EXERCISE BRIEF:
Repeat precisely, and only, the lines between the line containing "Target: white paper" and the end of the listing below, both ends included.

GIVEN RECORDS:
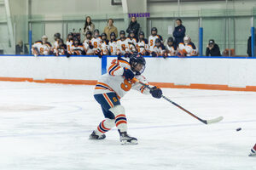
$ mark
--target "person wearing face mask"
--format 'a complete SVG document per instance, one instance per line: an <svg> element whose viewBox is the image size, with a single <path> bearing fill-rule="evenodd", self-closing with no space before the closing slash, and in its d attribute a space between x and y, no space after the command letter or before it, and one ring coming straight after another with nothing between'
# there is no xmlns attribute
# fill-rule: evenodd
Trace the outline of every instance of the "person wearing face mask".
<svg viewBox="0 0 256 170"><path fill-rule="evenodd" d="M89 31L93 32L94 29L95 29L95 26L91 22L90 16L86 16L83 34L85 36L86 32Z"/></svg>
<svg viewBox="0 0 256 170"><path fill-rule="evenodd" d="M184 42L180 42L178 44L177 56L197 56L197 48L195 45L191 42L191 38L189 37L189 36L185 36L183 41Z"/></svg>
<svg viewBox="0 0 256 170"><path fill-rule="evenodd" d="M113 26L113 20L108 19L108 26L104 28L103 32L107 34L107 39L108 41L111 40L110 34L113 32L116 35L116 38L118 37L118 29Z"/></svg>

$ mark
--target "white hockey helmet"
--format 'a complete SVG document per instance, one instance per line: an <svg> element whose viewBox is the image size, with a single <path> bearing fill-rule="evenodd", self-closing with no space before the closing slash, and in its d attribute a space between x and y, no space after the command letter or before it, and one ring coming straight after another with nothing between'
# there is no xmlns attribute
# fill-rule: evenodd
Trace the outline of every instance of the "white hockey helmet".
<svg viewBox="0 0 256 170"><path fill-rule="evenodd" d="M189 36L187 35L184 37L183 40L184 40L184 43L189 43L191 41L191 38Z"/></svg>

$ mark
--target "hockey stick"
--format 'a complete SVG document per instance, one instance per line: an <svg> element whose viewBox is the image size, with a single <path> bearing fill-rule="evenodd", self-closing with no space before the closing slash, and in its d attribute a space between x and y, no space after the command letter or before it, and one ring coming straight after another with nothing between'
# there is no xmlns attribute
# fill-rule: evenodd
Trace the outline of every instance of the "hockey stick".
<svg viewBox="0 0 256 170"><path fill-rule="evenodd" d="M147 85L147 84L145 84L145 83L140 82L140 81L137 80L137 78L133 78L133 80L135 80L136 82L139 82L140 84L142 84L143 86L146 87L147 88L151 89L151 88L150 88L148 85ZM190 116L193 116L194 118L199 120L200 122L203 122L203 123L205 123L205 124L211 124L211 123L218 122L222 121L223 118L224 118L223 116L218 116L218 117L217 117L217 118L215 118L215 119L209 119L209 120L204 120L204 119L201 119L201 118L196 116L195 115L194 115L193 113L191 113L190 111L185 110L184 108L183 108L182 106L180 106L180 105L177 105L177 103L172 101L170 99L166 98L166 97L164 96L163 94L162 94L161 96L162 96L162 98L163 98L164 99L169 101L170 103L172 103L172 104L174 105L175 106L178 107L179 109L183 110L183 111L185 111L186 113L188 113L189 115L190 115Z"/></svg>

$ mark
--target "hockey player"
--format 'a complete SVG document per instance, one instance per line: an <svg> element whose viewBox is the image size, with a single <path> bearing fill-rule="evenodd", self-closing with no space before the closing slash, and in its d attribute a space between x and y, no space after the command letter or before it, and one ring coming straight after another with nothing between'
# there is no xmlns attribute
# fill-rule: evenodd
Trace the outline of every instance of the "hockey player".
<svg viewBox="0 0 256 170"><path fill-rule="evenodd" d="M129 38L125 37L125 32L123 30L120 31L119 37L120 39L117 41L117 54L119 56L125 55L125 57L128 57L131 54L131 50L130 48L131 42Z"/></svg>
<svg viewBox="0 0 256 170"><path fill-rule="evenodd" d="M58 42L57 48L54 49L54 55L67 55L67 45L63 42L63 40L61 38L58 40Z"/></svg>
<svg viewBox="0 0 256 170"><path fill-rule="evenodd" d="M84 48L80 43L79 38L73 38L73 45L71 47L71 54L72 55L82 55L84 54Z"/></svg>
<svg viewBox="0 0 256 170"><path fill-rule="evenodd" d="M110 34L110 42L108 43L108 50L111 55L116 55L116 36L114 32Z"/></svg>
<svg viewBox="0 0 256 170"><path fill-rule="evenodd" d="M71 47L73 43L73 33L69 32L67 34L67 42L66 42L67 53L71 53Z"/></svg>
<svg viewBox="0 0 256 170"><path fill-rule="evenodd" d="M177 55L177 46L174 43L173 37L168 37L167 45L166 48L166 57Z"/></svg>
<svg viewBox="0 0 256 170"><path fill-rule="evenodd" d="M108 73L98 80L94 92L96 100L101 105L105 120L103 120L90 136L90 139L103 139L104 134L112 128L117 127L122 144L137 144L137 139L127 134L127 120L125 108L120 105L120 99L131 89L142 94L151 94L153 97L161 98L162 91L157 87L151 89L134 81L134 77L148 83L142 73L146 61L140 54L131 55L129 61L118 57L112 61Z"/></svg>
<svg viewBox="0 0 256 170"><path fill-rule="evenodd" d="M178 56L197 56L197 48L189 36L185 36L184 42L178 44Z"/></svg>
<svg viewBox="0 0 256 170"><path fill-rule="evenodd" d="M83 42L83 48L86 55L93 55L93 45L91 44L91 31L88 31L85 34L85 39Z"/></svg>
<svg viewBox="0 0 256 170"><path fill-rule="evenodd" d="M32 47L33 55L49 55L51 51L51 44L48 42L47 36L42 37L42 41L36 42Z"/></svg>
<svg viewBox="0 0 256 170"><path fill-rule="evenodd" d="M162 44L160 39L157 38L155 40L155 46L153 48L153 51L151 51L151 56L152 57L159 57L159 56L164 56L166 54L166 47L164 44Z"/></svg>
<svg viewBox="0 0 256 170"><path fill-rule="evenodd" d="M253 146L253 148L252 148L251 153L249 154L249 156L256 156L256 144Z"/></svg>
<svg viewBox="0 0 256 170"><path fill-rule="evenodd" d="M163 38L161 36L157 34L157 28L153 27L151 29L151 36L148 37L148 45L149 45L149 50L153 51L154 46L155 46L155 40L160 39L161 42L163 41Z"/></svg>
<svg viewBox="0 0 256 170"><path fill-rule="evenodd" d="M139 32L139 40L137 44L137 50L142 55L148 55L148 42L144 38L145 35L143 31Z"/></svg>
<svg viewBox="0 0 256 170"><path fill-rule="evenodd" d="M101 51L101 42L102 37L100 37L100 31L96 29L94 31L94 37L91 39L91 44L93 46L94 54L96 55L99 51Z"/></svg>

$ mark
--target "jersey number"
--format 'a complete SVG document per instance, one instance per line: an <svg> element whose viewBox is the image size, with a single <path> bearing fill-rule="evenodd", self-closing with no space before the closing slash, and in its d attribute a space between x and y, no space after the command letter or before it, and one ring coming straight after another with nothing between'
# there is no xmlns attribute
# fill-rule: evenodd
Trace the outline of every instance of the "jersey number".
<svg viewBox="0 0 256 170"><path fill-rule="evenodd" d="M131 88L131 83L129 82L128 80L125 79L124 82L121 83L121 88L127 92Z"/></svg>
<svg viewBox="0 0 256 170"><path fill-rule="evenodd" d="M97 45L98 45L98 44L97 44L96 42L93 42L93 47L94 47L95 48L98 47Z"/></svg>

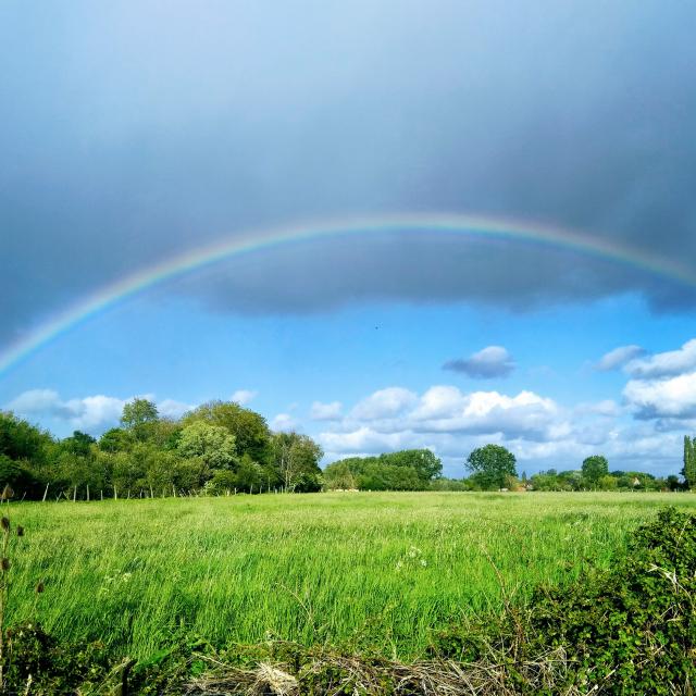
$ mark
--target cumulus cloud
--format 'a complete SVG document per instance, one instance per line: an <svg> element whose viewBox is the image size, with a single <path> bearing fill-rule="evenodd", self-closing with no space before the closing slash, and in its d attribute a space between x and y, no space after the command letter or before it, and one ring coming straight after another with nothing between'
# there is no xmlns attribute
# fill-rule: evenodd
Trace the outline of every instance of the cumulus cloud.
<svg viewBox="0 0 696 696"><path fill-rule="evenodd" d="M672 377L696 369L696 338L687 340L678 350L658 352L629 362L625 371L637 380Z"/></svg>
<svg viewBox="0 0 696 696"><path fill-rule="evenodd" d="M371 421L398 415L418 401L418 396L402 387L388 387L371 394L352 409L350 415L358 421Z"/></svg>
<svg viewBox="0 0 696 696"><path fill-rule="evenodd" d="M289 413L278 413L271 420L271 430L278 433L290 433L300 427L299 421Z"/></svg>
<svg viewBox="0 0 696 696"><path fill-rule="evenodd" d="M138 395L156 401L151 394ZM96 395L74 399L63 399L53 389L29 389L23 391L7 405L7 409L25 418L53 419L70 427L88 433L99 433L119 424L123 407L133 398L121 399L113 396ZM156 401L163 418L178 419L194 405L174 399Z"/></svg>
<svg viewBox="0 0 696 696"><path fill-rule="evenodd" d="M507 377L514 370L514 362L502 346L488 346L469 358L448 360L443 369L463 372L474 380L493 380Z"/></svg>
<svg viewBox="0 0 696 696"><path fill-rule="evenodd" d="M341 417L343 403L340 401L332 401L331 403L322 403L314 401L309 412L309 417L313 421L337 421Z"/></svg>
<svg viewBox="0 0 696 696"><path fill-rule="evenodd" d="M126 401L103 395L63 400L52 389L29 389L10 401L8 409L29 418L66 421L75 430L95 432L115 425Z"/></svg>
<svg viewBox="0 0 696 696"><path fill-rule="evenodd" d="M620 346L604 355L597 364L596 370L600 372L610 372L623 368L627 362L645 355L645 349L641 346Z"/></svg>
<svg viewBox="0 0 696 696"><path fill-rule="evenodd" d="M196 408L192 403L184 403L183 401L176 401L174 399L164 399L158 401L157 410L162 418L171 418L173 420L182 418L187 411L192 411Z"/></svg>
<svg viewBox="0 0 696 696"><path fill-rule="evenodd" d="M358 420L348 411L327 425L318 435L326 461L426 447L443 458L446 474L461 476L465 456L474 447L495 443L513 451L519 468L529 472L579 469L597 451L609 458L613 469L667 475L680 468L678 431L664 427L666 421L659 419L632 420L635 408L612 399L563 407L530 390L508 395L435 385L421 394L406 391L411 395L407 405L381 412L380 418ZM362 402L371 402L371 397ZM696 420L681 422L696 425Z"/></svg>
<svg viewBox="0 0 696 696"><path fill-rule="evenodd" d="M623 389L636 418L696 418L696 372L666 380L631 380Z"/></svg>
<svg viewBox="0 0 696 696"><path fill-rule="evenodd" d="M554 435L559 407L532 391L462 393L438 385L417 395L390 387L360 401L320 439L327 451L380 451L380 447L442 447L457 435L539 439Z"/></svg>
<svg viewBox="0 0 696 696"><path fill-rule="evenodd" d="M232 395L232 400L236 401L239 406L247 406L258 395L258 391L251 391L250 389L237 389Z"/></svg>

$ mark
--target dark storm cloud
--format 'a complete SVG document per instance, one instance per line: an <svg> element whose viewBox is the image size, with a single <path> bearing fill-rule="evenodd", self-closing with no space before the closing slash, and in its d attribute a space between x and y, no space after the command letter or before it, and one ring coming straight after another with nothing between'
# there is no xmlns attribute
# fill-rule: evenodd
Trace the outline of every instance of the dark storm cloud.
<svg viewBox="0 0 696 696"><path fill-rule="evenodd" d="M696 276L687 3L44 3L0 9L0 340L238 229L485 212ZM178 285L225 311L694 293L519 245L277 249Z"/></svg>

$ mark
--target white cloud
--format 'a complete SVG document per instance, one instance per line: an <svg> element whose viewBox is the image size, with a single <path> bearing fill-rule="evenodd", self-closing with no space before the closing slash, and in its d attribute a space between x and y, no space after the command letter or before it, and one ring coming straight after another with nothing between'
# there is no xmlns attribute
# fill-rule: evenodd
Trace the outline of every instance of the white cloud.
<svg viewBox="0 0 696 696"><path fill-rule="evenodd" d="M474 380L493 380L508 376L514 370L514 362L502 346L488 346L469 358L449 360L443 369L463 372Z"/></svg>
<svg viewBox="0 0 696 696"><path fill-rule="evenodd" d="M340 401L332 401L331 403L322 403L314 401L310 409L309 417L313 421L337 421L341 417L343 403Z"/></svg>
<svg viewBox="0 0 696 696"><path fill-rule="evenodd" d="M573 411L576 415L604 415L605 418L617 418L622 414L621 407L613 399L581 402Z"/></svg>
<svg viewBox="0 0 696 696"><path fill-rule="evenodd" d="M151 394L140 398L154 400ZM7 408L25 418L49 418L63 421L73 430L98 433L119 425L123 407L135 397L120 399L102 394L64 400L53 389L29 389L8 403ZM160 415L181 418L194 406L164 399L157 403Z"/></svg>
<svg viewBox="0 0 696 696"><path fill-rule="evenodd" d="M159 401L157 410L162 418L171 418L173 420L182 418L184 413L192 411L196 408L192 403L184 403L174 399L164 399Z"/></svg>
<svg viewBox="0 0 696 696"><path fill-rule="evenodd" d="M631 380L623 396L639 419L696 418L696 372L670 380Z"/></svg>
<svg viewBox="0 0 696 696"><path fill-rule="evenodd" d="M604 355L597 364L595 365L596 370L600 372L610 372L611 370L618 370L619 368L623 368L627 362L645 355L645 349L641 346L620 346L619 348L614 348L610 350L608 353Z"/></svg>
<svg viewBox="0 0 696 696"><path fill-rule="evenodd" d="M563 428L568 430L554 400L532 391L515 396L464 394L456 386L437 385L419 397L391 387L360 401L330 431L321 433L320 442L336 455L411 447L430 447L440 453L459 448L463 452L462 438L485 435L495 440L519 436L538 440L560 435Z"/></svg>
<svg viewBox="0 0 696 696"><path fill-rule="evenodd" d="M659 380L673 377L696 369L696 338L687 340L679 350L658 352L643 359L632 360L625 371L635 380Z"/></svg>
<svg viewBox="0 0 696 696"><path fill-rule="evenodd" d="M236 401L239 406L247 406L247 403L250 403L258 394L258 391L251 391L251 389L237 389L232 395L232 400Z"/></svg>
<svg viewBox="0 0 696 696"><path fill-rule="evenodd" d="M418 396L413 391L401 387L388 387L360 401L353 408L351 417L359 421L389 418L398 415L417 401Z"/></svg>
<svg viewBox="0 0 696 696"><path fill-rule="evenodd" d="M271 421L271 430L279 433L289 433L296 431L299 427L299 423L289 413L278 413Z"/></svg>
<svg viewBox="0 0 696 696"><path fill-rule="evenodd" d="M13 399L8 408L20 415L46 415L66 421L75 430L94 432L115 425L125 403L125 399L103 395L64 401L52 389L30 389Z"/></svg>

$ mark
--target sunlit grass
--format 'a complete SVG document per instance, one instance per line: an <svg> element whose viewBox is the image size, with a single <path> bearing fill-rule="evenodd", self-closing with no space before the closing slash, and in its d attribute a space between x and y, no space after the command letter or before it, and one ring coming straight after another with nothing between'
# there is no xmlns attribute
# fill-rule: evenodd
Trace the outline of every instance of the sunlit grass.
<svg viewBox="0 0 696 696"><path fill-rule="evenodd" d="M213 642L374 645L412 657L433 630L500 607L500 585L607 560L689 494L314 494L11 505L26 535L10 621L145 657L177 631ZM488 558L490 560L488 560ZM37 581L46 592L36 597Z"/></svg>

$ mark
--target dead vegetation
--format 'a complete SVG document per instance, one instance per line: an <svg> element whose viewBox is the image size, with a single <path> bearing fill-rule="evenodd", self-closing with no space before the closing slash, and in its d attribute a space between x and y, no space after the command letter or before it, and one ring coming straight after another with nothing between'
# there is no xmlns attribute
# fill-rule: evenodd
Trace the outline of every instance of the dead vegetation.
<svg viewBox="0 0 696 696"><path fill-rule="evenodd" d="M500 656L502 657L502 656ZM422 660L403 663L370 660L333 652L308 656L299 670L288 664L261 662L256 669L232 668L210 660L211 669L191 680L189 696L314 696L390 694L394 696L512 696L521 693L559 693L566 681L568 660L558 648L537 660L524 661L510 671L510 661L462 663L456 660ZM570 688L567 696L581 694Z"/></svg>

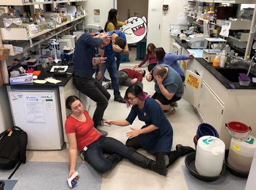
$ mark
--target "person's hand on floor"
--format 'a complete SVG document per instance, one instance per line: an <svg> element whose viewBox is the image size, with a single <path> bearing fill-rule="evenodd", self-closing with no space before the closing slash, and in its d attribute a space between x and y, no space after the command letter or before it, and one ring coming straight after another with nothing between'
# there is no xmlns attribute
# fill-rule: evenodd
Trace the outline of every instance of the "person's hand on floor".
<svg viewBox="0 0 256 190"><path fill-rule="evenodd" d="M119 47L118 45L114 44L113 45L113 50L115 52L122 52L123 49Z"/></svg>
<svg viewBox="0 0 256 190"><path fill-rule="evenodd" d="M156 80L158 85L161 85L163 81L163 77L161 77L159 75L156 75L155 79Z"/></svg>
<svg viewBox="0 0 256 190"><path fill-rule="evenodd" d="M146 77L146 79L147 79L147 82L151 82L152 81L152 75L150 74L148 74L147 77Z"/></svg>
<svg viewBox="0 0 256 190"><path fill-rule="evenodd" d="M96 79L98 81L102 77L102 72L99 71L98 74L96 76Z"/></svg>
<svg viewBox="0 0 256 190"><path fill-rule="evenodd" d="M111 125L113 124L113 121L113 121L113 120L105 120L105 121L103 121L103 122L109 124L109 125Z"/></svg>
<svg viewBox="0 0 256 190"><path fill-rule="evenodd" d="M68 175L68 178L71 178L72 175L74 174L75 173L76 173L76 170L71 170L69 171L69 174ZM72 182L72 183L76 181L77 180L78 178L79 178L79 175L78 175L76 178L75 178L75 180L74 181Z"/></svg>
<svg viewBox="0 0 256 190"><path fill-rule="evenodd" d="M191 59L191 58L193 57L193 55L195 55L195 53L190 53L188 55L188 58Z"/></svg>
<svg viewBox="0 0 256 190"><path fill-rule="evenodd" d="M138 81L138 79L137 78L135 78L133 79L133 80L131 80L131 84L133 85L137 81Z"/></svg>
<svg viewBox="0 0 256 190"><path fill-rule="evenodd" d="M126 137L128 138L132 138L133 137L135 137L137 136L138 136L139 134L141 134L141 133L139 132L139 130L137 130L135 129L132 128L130 128L131 130L133 130L132 131L126 133Z"/></svg>

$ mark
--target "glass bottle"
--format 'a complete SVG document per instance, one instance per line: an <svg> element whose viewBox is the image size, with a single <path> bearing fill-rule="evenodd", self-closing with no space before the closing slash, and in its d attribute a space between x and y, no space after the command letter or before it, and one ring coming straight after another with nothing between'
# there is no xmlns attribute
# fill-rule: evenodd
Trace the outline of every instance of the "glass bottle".
<svg viewBox="0 0 256 190"><path fill-rule="evenodd" d="M41 19L40 23L43 26L43 29L47 29L47 24L46 22L46 20L43 17Z"/></svg>
<svg viewBox="0 0 256 190"><path fill-rule="evenodd" d="M60 17L60 19L61 20L61 23L63 23L63 17L62 17L62 14L60 14L59 15Z"/></svg>
<svg viewBox="0 0 256 190"><path fill-rule="evenodd" d="M39 32L39 28L38 28L38 26L37 23L35 23L35 26L36 28L36 33L38 33Z"/></svg>
<svg viewBox="0 0 256 190"><path fill-rule="evenodd" d="M40 20L41 20L41 19L42 19L42 17L40 15L41 14L40 13L40 12L36 12L36 19L39 20L40 22Z"/></svg>
<svg viewBox="0 0 256 190"><path fill-rule="evenodd" d="M43 31L43 26L40 23L40 20L36 20L36 23L38 23L38 31L42 32Z"/></svg>
<svg viewBox="0 0 256 190"><path fill-rule="evenodd" d="M49 57L49 65L53 65L53 61L52 61L52 57Z"/></svg>
<svg viewBox="0 0 256 190"><path fill-rule="evenodd" d="M207 12L207 10L205 9L204 10L204 16L203 19L204 20L207 20L208 17L208 13Z"/></svg>
<svg viewBox="0 0 256 190"><path fill-rule="evenodd" d="M30 19L27 16L27 14L26 13L26 12L22 12L22 14L23 15L23 18L24 18L24 20L25 20L25 22L28 23L30 21Z"/></svg>

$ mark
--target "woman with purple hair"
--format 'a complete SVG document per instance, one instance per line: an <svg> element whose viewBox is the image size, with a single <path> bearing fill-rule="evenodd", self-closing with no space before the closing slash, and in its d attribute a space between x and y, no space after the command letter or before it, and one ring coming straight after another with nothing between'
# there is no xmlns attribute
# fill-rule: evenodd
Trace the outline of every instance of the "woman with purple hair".
<svg viewBox="0 0 256 190"><path fill-rule="evenodd" d="M127 107L132 106L126 119L123 120L106 120L110 125L127 126L131 125L136 117L145 122L141 129L130 128L132 131L126 133L129 139L126 145L137 149L143 148L151 154L155 154L156 161L161 161L166 155L169 157L171 166L180 157L195 151L189 146L177 145L176 150L171 151L174 132L169 121L166 118L159 104L144 94L137 85L130 86L125 92L125 100Z"/></svg>

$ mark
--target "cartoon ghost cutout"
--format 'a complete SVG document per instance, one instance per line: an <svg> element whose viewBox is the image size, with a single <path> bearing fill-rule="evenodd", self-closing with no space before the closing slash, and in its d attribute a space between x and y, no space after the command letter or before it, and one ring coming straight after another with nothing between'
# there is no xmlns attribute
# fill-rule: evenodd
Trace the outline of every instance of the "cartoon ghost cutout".
<svg viewBox="0 0 256 190"><path fill-rule="evenodd" d="M127 44L137 43L143 39L147 33L147 20L145 16L133 16L127 20L126 25L122 26L123 32L126 36Z"/></svg>

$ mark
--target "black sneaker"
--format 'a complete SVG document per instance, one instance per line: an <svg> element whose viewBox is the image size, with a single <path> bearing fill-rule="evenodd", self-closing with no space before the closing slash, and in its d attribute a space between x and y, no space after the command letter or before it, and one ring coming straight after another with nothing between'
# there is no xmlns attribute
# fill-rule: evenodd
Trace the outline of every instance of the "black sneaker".
<svg viewBox="0 0 256 190"><path fill-rule="evenodd" d="M119 98L114 98L114 101L119 102L119 103L123 103L124 104L126 103L126 101L125 101L122 96Z"/></svg>
<svg viewBox="0 0 256 190"><path fill-rule="evenodd" d="M109 83L106 83L106 85L103 85L105 89L108 90L110 87L110 85Z"/></svg>
<svg viewBox="0 0 256 190"><path fill-rule="evenodd" d="M104 77L104 78L103 78L103 81L104 81L104 82L110 82L110 80L105 78L105 77Z"/></svg>

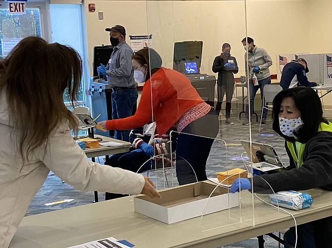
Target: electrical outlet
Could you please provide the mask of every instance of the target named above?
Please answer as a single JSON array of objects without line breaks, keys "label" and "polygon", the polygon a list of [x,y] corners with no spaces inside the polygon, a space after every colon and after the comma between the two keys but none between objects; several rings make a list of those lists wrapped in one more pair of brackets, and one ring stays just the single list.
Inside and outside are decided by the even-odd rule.
[{"label": "electrical outlet", "polygon": [[103,20],[104,19],[104,12],[98,11],[98,19],[99,20]]}]

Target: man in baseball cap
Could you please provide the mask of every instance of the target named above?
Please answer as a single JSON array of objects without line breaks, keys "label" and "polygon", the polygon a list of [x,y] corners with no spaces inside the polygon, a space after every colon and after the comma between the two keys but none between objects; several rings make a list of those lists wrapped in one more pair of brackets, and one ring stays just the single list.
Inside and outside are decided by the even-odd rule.
[{"label": "man in baseball cap", "polygon": [[[121,119],[133,114],[136,110],[138,93],[134,79],[134,69],[131,63],[133,50],[126,42],[126,30],[115,25],[107,28],[113,52],[106,66],[101,64],[97,68],[99,75],[108,77],[109,85],[112,88],[112,119]],[[129,141],[130,130],[115,130],[117,140]]]}]

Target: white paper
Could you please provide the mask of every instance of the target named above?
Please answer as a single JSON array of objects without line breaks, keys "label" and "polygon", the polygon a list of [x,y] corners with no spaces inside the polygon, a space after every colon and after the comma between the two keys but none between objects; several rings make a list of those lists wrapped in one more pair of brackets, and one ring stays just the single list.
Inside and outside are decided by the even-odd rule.
[{"label": "white paper", "polygon": [[82,245],[67,247],[67,248],[108,248],[110,247],[128,248],[129,247],[117,242],[116,240],[116,239],[113,237],[110,237],[102,240],[91,241],[87,243],[82,244]]},{"label": "white paper", "polygon": [[119,146],[123,146],[122,143],[118,143],[113,141],[107,141],[106,142],[99,142],[99,145],[104,146],[104,147],[118,147]]}]

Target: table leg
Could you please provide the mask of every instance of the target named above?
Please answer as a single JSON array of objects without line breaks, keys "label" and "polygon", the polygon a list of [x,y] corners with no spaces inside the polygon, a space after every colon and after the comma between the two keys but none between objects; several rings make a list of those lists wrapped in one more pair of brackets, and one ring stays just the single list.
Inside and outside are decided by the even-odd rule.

TASK RESPONSE:
Target: white paper
Could you please provide the mask of every instance of the target named above?
Please answer as a single JSON array of objects without line breaks, keys "label" and "polygon", the polygon a list of [x,y] corners with no spaces inside the polygon, a space after every colon and after the comma between the two keys but none between objects; several rings make a list of those lists wrapped in one more pair of brackets, and one ring stays just the single list.
Inside and outside are decided by the even-odd rule.
[{"label": "white paper", "polygon": [[82,245],[67,247],[67,248],[108,248],[110,247],[128,248],[129,247],[117,242],[116,240],[116,239],[113,237],[110,237],[102,240],[91,241],[87,243],[82,244]]},{"label": "white paper", "polygon": [[119,146],[123,146],[122,143],[118,143],[113,141],[107,141],[106,142],[99,142],[99,145],[104,146],[104,147],[118,147]]}]

Target: table leg
Could you please provide the mask of every instance of the target named above?
Please answer as a single JSON array of objects without line breaks, keys "label" and "polygon", the polygon a list of [x,y] corners with no spaces inside the polygon, a space after every colon and after the comma between the two keys but none between objects; several rings make a list of those lists wrapped in one more pair of brackets, and one ring stays just the single list.
Inside and outside are decided by the even-odd rule.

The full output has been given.